# Narrowing down first serious HT set



## trooper11 (Sep 14, 2010)

Hey everyone, Ive followed this site for quite some time as I do research into things like recievers and speakers. Ive gotten to the point where its time to get a better set coming from one of those HTIB setups. Ive tried to narrow my choices down, but it gets tough as you get closer to pulling the trigger so I was hoping for some insight from people here.


The room this will be setup in isnt exactly ideal for a home theater since its open to other rooms (kitchen and dining area), but it will have to do at least for the short term until I move it all to a dedicated room. The living room area is about 16x18 in size. 

Now my budget is a bit tight right now, trying to stay around $1200 for the speakers and receiver in a 5.1 setup. 

For the receiver, after ALOT of reading back and forth with various reviews and forums, Ive narrowed it to these two:

Pioneer VSX-1120-K
Onkyo TX-NR708

Im leaning towards the Pioneer based on the price i can find them for (~$530) and some reported issues with Onkyo unit along with its continued trend of putting out alot of heat compared to the Pioneer.



Now, going beyond receivers, the speakers have given me trouble. What Im noticing is that there is a fair gap between say 'entry' level speakers and mid range quality. With my budget sitting at around 700 for the speakers after getting the reciever, ive gone back and forth about getting a whole 5.1 set now and just upgrade after i move to a dedicated room, or just get a higher end say 2.1 set for now.

--------------------

WRITTEN PROBLEM
Take the forum post about choosing a first home theater setup further, starting after its last sentence. The rows have nothing to do with this.

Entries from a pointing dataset
--------------------

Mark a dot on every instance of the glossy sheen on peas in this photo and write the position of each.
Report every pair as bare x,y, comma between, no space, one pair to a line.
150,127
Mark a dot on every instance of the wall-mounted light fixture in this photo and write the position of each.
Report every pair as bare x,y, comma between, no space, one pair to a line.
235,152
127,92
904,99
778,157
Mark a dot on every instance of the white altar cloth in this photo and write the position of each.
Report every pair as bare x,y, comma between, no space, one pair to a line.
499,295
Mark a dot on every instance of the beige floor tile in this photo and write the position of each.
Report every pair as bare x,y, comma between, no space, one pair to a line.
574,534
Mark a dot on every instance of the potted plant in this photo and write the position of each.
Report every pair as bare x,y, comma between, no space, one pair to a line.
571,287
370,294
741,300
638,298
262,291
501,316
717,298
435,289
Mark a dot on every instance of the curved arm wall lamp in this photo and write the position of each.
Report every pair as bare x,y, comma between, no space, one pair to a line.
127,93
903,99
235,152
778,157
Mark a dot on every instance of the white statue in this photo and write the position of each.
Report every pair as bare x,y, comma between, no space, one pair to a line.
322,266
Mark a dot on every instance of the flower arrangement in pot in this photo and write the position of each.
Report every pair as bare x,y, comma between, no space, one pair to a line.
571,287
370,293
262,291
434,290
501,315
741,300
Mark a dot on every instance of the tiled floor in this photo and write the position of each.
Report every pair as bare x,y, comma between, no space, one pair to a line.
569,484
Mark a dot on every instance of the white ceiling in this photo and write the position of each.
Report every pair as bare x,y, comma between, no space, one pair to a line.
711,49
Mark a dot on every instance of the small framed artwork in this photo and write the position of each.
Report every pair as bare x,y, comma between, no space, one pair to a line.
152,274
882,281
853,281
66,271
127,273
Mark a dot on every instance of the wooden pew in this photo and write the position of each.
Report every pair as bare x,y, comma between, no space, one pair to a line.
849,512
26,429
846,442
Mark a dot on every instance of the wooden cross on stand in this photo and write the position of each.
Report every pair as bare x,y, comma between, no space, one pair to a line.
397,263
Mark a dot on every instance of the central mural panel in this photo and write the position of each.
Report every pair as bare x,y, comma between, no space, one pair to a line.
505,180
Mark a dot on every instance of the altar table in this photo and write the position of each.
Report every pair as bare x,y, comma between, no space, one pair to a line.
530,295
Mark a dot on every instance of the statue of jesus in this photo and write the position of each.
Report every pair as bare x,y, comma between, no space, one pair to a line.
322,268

--------------------

RESULT OF THE EXERCISE
So if i was to go for 5.1 now, Id looked at brands like BIC America and Polk, and after looking at them, considered this set:


For the center
-BIC America FH6-LCR Dual 6.5-Inch 175-Watt ~$115

For the fronts and rears
-BIC America DV62si Bookshelf type x4 ~$110 per pair

For the Sub
-BIC Acoustech Platinum Series PL-200 Sub ~$330


Ive read good and bad about BIC, but mostly good, so they seemed to be a great buy considering the pricing versus say Polk entry level speakers. I did have a question about tweeters. considering my room size does that affect whether a horn type tweeter is better/worse than a standard dome type tweeter? The center I listed there is a horn type, and Im wondering if thats a waste or a benefit for my space. If its a benefit, than maybe i should also look at horn type bookshelf speakers instead of the dome type i have listed. 

So what do you guys think? Im open to any other suggestions, there is alot of specifics im still learning about all of this stuff, so any tips would be helpful. Thanks.


----------



## Jungle Jack (Jul 28, 2009)

Hello,
Especially with the Front Stage, (Front Left, Center Channel, Front Right Speakers) having the same High Frequency Transducer really is important. Horns really sound quite different than Dome Tweeters and if the Center Channel uses a Horn and the FL/FR uses a Dome Tweeter, the results will be less than ideal.
Cheers,
JJ


----------



## trooper11 (Sep 14, 2010)

ah ok, thanks for the info, thats what I was worried about, certainly dont want an unbalanced system.

ive heard that horn type tweeters are better suited to 'large' rooms, is that correct or is it simply a subjective preference for the sound vs dome tweeters?


----------



## Jungle Jack (Jul 28, 2009)

Hello,
I do not subscribe to the theory that Horns are best suited for large Rooms. Rather, a matter of preference and the amount of power driving the Speakers. Horns are much more efficient than most other Speakers so they will play loudly when using a budget AVR. 

So if you do have a large Room and are using a low powered AVR, a Horn Loaded Speaker would definitely be a good choice. How large is your Room 
where the HT is going to be?
Cheers,
JJ


----------



## trooper11 (Sep 14, 2010)

ah i see, thanks for clearing that up.

The area im working with is irregular since it opens up to the kitchen and dining area. The living room is about 16x18 in size.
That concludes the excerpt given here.